Region labeling records:
---------------

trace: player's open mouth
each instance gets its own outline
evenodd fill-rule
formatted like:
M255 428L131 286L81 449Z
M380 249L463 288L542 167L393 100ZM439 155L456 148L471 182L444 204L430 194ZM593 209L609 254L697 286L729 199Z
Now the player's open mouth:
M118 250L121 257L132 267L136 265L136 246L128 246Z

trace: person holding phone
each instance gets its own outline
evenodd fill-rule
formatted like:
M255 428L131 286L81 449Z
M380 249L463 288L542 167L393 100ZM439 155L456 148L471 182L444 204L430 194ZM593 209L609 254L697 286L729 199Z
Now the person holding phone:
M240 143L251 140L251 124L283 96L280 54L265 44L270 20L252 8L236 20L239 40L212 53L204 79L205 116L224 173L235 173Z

---------------

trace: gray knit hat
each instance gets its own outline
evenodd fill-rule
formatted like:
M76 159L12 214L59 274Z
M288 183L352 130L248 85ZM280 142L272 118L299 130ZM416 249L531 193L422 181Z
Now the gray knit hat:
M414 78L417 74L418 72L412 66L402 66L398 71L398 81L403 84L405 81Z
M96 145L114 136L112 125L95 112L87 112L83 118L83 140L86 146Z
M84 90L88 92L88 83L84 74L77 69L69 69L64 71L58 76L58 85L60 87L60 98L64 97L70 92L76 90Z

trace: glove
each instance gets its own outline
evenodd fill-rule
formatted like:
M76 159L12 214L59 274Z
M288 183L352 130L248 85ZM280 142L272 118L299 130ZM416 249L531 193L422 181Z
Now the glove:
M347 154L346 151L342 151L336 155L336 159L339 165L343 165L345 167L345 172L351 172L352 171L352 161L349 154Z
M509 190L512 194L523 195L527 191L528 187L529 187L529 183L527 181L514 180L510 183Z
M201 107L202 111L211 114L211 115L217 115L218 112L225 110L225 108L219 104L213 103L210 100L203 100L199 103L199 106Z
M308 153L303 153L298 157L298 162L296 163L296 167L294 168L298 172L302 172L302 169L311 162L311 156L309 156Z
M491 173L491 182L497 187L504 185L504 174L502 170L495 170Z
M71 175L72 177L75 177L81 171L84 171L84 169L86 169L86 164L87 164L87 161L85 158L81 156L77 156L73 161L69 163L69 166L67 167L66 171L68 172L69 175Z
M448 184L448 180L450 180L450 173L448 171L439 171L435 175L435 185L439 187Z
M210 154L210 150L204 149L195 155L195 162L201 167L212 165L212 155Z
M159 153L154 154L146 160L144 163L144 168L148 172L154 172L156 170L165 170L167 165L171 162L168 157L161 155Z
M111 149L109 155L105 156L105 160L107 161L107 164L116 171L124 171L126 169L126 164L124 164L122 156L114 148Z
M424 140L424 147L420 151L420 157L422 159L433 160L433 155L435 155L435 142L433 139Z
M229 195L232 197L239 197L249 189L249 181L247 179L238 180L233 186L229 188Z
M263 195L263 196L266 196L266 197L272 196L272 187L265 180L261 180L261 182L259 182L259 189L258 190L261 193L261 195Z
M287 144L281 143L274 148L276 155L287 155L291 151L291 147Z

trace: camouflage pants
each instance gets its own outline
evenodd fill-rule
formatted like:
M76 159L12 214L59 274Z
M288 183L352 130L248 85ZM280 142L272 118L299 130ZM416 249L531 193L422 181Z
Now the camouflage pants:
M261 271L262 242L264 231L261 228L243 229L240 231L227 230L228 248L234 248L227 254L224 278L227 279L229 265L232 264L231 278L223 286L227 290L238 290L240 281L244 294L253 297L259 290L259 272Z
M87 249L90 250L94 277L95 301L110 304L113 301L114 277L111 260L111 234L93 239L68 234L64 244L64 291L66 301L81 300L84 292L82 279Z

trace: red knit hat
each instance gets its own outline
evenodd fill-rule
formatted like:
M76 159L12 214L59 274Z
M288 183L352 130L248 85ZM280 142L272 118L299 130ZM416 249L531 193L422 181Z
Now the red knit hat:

---------------

OBJECTIVE: Copy everything from the line containing "trace: player's open mouth" down to the line containing "M240 143L251 140L251", swapping "outline" for "polygon" and leaving everything else unchanged.

CORRECT OUTPUT:
trace: player's open mouth
each instance gets its own polygon
evenodd fill-rule
formatted like:
M255 428L131 286L81 449Z
M380 249L463 288L542 167L393 100ZM439 155L456 148L471 182L444 204L430 194ZM593 209L609 254L697 286L729 199Z
Now the player's open mouth:
M118 250L121 257L132 267L136 265L136 246L128 246Z

trace: person holding phone
each instance gets its own polygon
evenodd fill-rule
formatted like:
M255 428L131 286L81 449Z
M380 249L463 288L542 167L393 100ZM439 155L456 148L471 182L444 204L430 194ZM593 209L609 254L697 286L729 199Z
Now the person holding phone:
M240 143L251 140L251 124L283 96L280 54L265 44L270 20L252 8L236 20L239 40L212 53L204 79L205 116L224 173L235 173Z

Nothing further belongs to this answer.